• _Exercise_
Pick out each line in the listing below that contains the word "headlight", treating uppercase and lowercase letters as different.

• _Pointing dataset records_
━━━━━━━━━━━━━━━━━━━━

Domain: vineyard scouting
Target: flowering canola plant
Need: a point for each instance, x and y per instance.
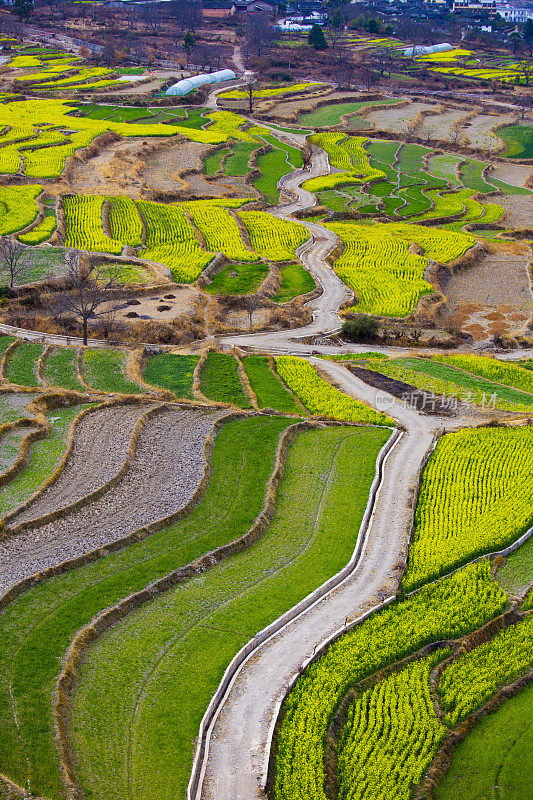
(320, 397)
(444, 610)
(391, 735)
(476, 497)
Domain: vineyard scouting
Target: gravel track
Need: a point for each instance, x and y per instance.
(164, 474)
(236, 762)
(92, 462)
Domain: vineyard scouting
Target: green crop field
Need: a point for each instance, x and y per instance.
(171, 371)
(21, 364)
(199, 627)
(220, 381)
(496, 758)
(60, 369)
(295, 280)
(105, 371)
(238, 279)
(44, 455)
(519, 141)
(267, 387)
(253, 472)
(243, 458)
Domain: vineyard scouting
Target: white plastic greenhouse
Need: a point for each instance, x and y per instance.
(419, 50)
(188, 84)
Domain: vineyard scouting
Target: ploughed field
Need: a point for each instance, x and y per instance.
(159, 509)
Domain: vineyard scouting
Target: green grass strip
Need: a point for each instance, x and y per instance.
(236, 164)
(295, 281)
(106, 370)
(238, 279)
(60, 369)
(37, 628)
(21, 364)
(220, 380)
(496, 758)
(268, 388)
(519, 140)
(167, 659)
(451, 381)
(213, 163)
(171, 371)
(5, 341)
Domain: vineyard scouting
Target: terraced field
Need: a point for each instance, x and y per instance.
(337, 560)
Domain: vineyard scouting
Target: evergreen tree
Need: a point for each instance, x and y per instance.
(317, 39)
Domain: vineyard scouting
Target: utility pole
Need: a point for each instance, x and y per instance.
(250, 94)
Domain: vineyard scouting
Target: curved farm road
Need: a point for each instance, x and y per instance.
(238, 749)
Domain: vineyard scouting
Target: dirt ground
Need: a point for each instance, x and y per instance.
(161, 306)
(116, 170)
(164, 167)
(493, 296)
(441, 126)
(398, 120)
(479, 131)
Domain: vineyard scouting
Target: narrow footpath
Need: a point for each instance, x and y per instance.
(236, 764)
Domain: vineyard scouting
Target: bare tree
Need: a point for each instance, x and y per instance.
(89, 286)
(152, 18)
(13, 258)
(253, 302)
(259, 33)
(186, 13)
(525, 70)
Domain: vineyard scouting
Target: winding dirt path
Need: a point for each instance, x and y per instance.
(239, 739)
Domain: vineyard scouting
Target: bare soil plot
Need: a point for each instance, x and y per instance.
(164, 473)
(443, 126)
(515, 174)
(519, 210)
(162, 306)
(494, 296)
(479, 132)
(398, 120)
(115, 170)
(163, 174)
(92, 461)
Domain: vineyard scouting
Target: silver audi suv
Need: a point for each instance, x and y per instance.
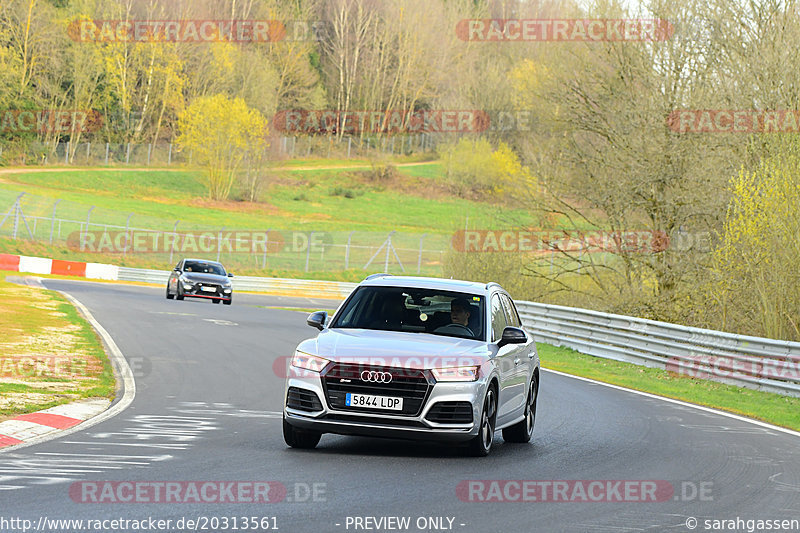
(415, 358)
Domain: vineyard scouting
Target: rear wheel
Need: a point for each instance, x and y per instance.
(481, 445)
(297, 438)
(522, 431)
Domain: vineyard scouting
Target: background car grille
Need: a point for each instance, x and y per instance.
(450, 413)
(411, 385)
(304, 400)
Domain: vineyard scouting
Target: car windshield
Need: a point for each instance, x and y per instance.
(436, 312)
(203, 268)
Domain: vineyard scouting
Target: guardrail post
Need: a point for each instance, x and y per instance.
(53, 224)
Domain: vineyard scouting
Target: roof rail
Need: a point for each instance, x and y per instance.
(380, 275)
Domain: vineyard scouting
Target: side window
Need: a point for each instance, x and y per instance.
(511, 311)
(499, 321)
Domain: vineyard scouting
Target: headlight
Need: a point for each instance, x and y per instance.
(308, 361)
(456, 373)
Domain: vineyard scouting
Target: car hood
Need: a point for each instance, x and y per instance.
(395, 348)
(204, 278)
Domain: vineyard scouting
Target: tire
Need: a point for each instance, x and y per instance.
(481, 445)
(297, 438)
(522, 431)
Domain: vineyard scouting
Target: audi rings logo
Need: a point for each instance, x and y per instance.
(371, 376)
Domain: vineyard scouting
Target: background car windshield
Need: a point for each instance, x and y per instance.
(413, 310)
(203, 268)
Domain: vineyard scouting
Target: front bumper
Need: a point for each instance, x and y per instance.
(351, 422)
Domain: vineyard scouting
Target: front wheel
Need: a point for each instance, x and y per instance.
(481, 445)
(297, 438)
(522, 431)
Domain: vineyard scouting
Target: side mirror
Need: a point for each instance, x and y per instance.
(513, 335)
(317, 320)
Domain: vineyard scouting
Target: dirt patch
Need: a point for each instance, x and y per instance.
(238, 207)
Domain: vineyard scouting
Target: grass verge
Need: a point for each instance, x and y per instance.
(775, 409)
(49, 355)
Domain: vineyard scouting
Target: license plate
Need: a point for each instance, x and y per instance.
(373, 402)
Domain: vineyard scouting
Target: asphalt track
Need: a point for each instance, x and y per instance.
(207, 408)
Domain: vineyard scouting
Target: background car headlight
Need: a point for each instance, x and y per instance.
(456, 373)
(308, 362)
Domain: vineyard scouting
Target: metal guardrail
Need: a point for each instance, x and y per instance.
(753, 362)
(301, 287)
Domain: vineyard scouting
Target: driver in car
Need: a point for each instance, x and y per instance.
(459, 316)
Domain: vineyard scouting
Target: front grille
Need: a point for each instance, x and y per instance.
(411, 385)
(198, 288)
(372, 421)
(450, 413)
(304, 400)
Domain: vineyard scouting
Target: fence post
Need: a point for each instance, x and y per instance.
(127, 225)
(266, 247)
(347, 251)
(53, 224)
(419, 258)
(388, 246)
(174, 238)
(88, 217)
(308, 249)
(219, 243)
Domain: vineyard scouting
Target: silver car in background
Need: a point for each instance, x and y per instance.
(415, 358)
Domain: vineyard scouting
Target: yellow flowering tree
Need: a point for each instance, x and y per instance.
(221, 133)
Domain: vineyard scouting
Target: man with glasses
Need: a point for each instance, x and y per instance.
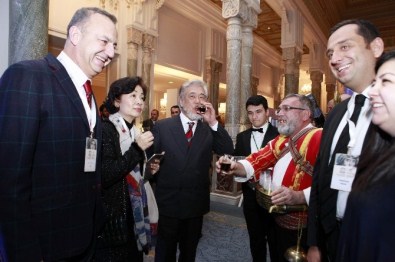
(174, 110)
(183, 184)
(292, 156)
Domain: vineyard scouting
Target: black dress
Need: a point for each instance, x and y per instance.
(368, 228)
(117, 240)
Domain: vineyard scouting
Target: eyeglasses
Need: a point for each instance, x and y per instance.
(193, 96)
(286, 109)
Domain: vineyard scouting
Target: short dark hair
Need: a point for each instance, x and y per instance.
(384, 58)
(305, 101)
(81, 15)
(125, 85)
(366, 29)
(256, 101)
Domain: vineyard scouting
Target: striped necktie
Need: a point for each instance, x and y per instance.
(189, 133)
(88, 91)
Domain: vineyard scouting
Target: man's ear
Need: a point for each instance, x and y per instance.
(377, 46)
(75, 35)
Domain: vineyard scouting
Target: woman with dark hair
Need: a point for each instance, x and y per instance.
(126, 234)
(368, 230)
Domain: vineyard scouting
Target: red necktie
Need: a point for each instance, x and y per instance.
(189, 133)
(88, 91)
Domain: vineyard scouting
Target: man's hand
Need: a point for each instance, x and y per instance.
(314, 254)
(287, 196)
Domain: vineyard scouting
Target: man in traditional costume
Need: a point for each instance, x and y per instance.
(292, 156)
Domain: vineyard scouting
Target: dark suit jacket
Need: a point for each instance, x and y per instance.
(323, 199)
(48, 203)
(243, 140)
(148, 125)
(183, 180)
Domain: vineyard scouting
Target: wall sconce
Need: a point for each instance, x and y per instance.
(163, 104)
(305, 89)
(222, 108)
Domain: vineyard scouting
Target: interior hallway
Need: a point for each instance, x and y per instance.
(224, 236)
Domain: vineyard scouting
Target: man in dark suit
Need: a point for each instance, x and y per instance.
(49, 178)
(259, 223)
(148, 124)
(183, 182)
(352, 50)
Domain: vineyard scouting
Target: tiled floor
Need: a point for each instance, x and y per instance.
(224, 236)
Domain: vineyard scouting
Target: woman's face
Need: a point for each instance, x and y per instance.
(131, 105)
(383, 98)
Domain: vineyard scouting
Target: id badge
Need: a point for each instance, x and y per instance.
(90, 154)
(344, 172)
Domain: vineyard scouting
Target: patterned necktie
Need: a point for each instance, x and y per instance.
(88, 91)
(260, 130)
(344, 138)
(189, 133)
(359, 101)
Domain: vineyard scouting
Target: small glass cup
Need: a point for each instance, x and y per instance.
(225, 164)
(202, 109)
(265, 180)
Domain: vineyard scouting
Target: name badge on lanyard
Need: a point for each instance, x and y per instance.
(90, 154)
(344, 172)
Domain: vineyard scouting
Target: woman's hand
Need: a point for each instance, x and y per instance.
(145, 140)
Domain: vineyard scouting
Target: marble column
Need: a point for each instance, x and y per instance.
(254, 85)
(211, 77)
(134, 41)
(291, 57)
(233, 37)
(147, 69)
(246, 72)
(316, 78)
(330, 85)
(28, 35)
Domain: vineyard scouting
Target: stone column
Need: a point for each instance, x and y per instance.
(292, 46)
(242, 18)
(316, 78)
(291, 57)
(246, 72)
(254, 86)
(211, 77)
(330, 84)
(134, 40)
(233, 37)
(28, 35)
(147, 69)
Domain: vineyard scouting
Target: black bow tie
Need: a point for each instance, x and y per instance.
(260, 130)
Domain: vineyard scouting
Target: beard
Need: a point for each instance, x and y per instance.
(287, 128)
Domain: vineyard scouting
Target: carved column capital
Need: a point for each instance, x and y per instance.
(134, 36)
(316, 76)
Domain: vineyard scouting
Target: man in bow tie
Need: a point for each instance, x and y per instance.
(259, 222)
(292, 155)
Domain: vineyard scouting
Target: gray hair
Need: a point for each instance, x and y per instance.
(305, 101)
(81, 16)
(186, 85)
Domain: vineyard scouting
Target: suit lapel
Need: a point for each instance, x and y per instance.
(177, 131)
(247, 142)
(67, 85)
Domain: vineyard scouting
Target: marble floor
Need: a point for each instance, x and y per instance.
(224, 236)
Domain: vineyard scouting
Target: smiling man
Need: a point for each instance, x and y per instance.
(292, 156)
(352, 50)
(49, 187)
(259, 222)
(183, 182)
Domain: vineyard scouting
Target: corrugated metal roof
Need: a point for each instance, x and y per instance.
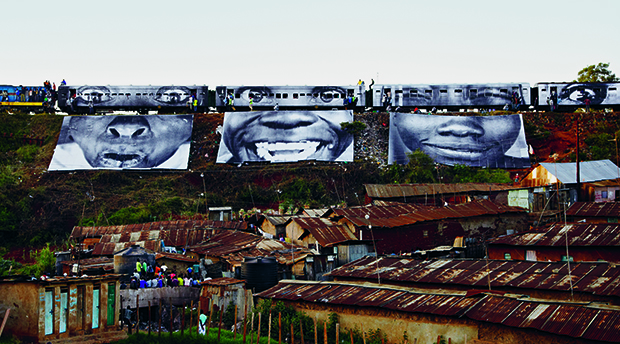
(326, 232)
(600, 278)
(175, 256)
(412, 190)
(80, 232)
(590, 171)
(232, 246)
(577, 320)
(391, 216)
(579, 234)
(602, 209)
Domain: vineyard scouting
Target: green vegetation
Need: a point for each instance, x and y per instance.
(596, 73)
(39, 207)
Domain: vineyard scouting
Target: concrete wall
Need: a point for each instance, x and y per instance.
(22, 299)
(424, 328)
(27, 303)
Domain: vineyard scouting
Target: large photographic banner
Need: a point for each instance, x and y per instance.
(123, 142)
(285, 136)
(481, 141)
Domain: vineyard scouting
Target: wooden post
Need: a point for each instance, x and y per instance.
(149, 317)
(364, 334)
(137, 314)
(198, 316)
(292, 334)
(316, 336)
(170, 306)
(325, 332)
(337, 333)
(6, 317)
(191, 316)
(258, 331)
(210, 312)
(219, 325)
(269, 329)
(235, 324)
(245, 320)
(183, 320)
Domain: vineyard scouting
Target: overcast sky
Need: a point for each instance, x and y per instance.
(320, 42)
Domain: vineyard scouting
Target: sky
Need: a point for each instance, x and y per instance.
(320, 42)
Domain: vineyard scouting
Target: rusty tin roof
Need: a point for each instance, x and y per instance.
(579, 320)
(599, 278)
(594, 209)
(579, 234)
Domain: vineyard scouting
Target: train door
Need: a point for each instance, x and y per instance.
(64, 309)
(111, 303)
(96, 299)
(398, 96)
(49, 311)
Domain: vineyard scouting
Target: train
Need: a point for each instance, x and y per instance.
(91, 99)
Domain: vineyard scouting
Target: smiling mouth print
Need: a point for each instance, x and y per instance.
(120, 160)
(290, 151)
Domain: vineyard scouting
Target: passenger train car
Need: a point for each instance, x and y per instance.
(452, 96)
(290, 97)
(570, 96)
(142, 99)
(404, 97)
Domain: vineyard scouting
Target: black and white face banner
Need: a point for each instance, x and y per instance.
(485, 141)
(123, 142)
(285, 136)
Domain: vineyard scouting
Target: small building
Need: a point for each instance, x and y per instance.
(607, 212)
(62, 308)
(407, 228)
(591, 281)
(459, 317)
(545, 178)
(177, 262)
(220, 292)
(438, 194)
(587, 242)
(604, 191)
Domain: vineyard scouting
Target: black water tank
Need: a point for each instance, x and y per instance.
(259, 273)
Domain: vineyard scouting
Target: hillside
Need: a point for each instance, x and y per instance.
(37, 206)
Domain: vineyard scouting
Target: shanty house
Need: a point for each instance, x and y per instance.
(607, 212)
(580, 242)
(62, 308)
(438, 194)
(409, 315)
(407, 228)
(548, 177)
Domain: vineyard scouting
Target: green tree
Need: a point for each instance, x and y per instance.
(596, 73)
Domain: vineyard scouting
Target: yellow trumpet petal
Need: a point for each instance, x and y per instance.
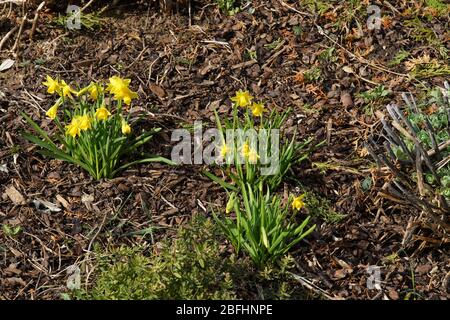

━━━━━━━━━━━━━━━━━━━━

• _Written solution_
Target: headlight
Target: background car headlight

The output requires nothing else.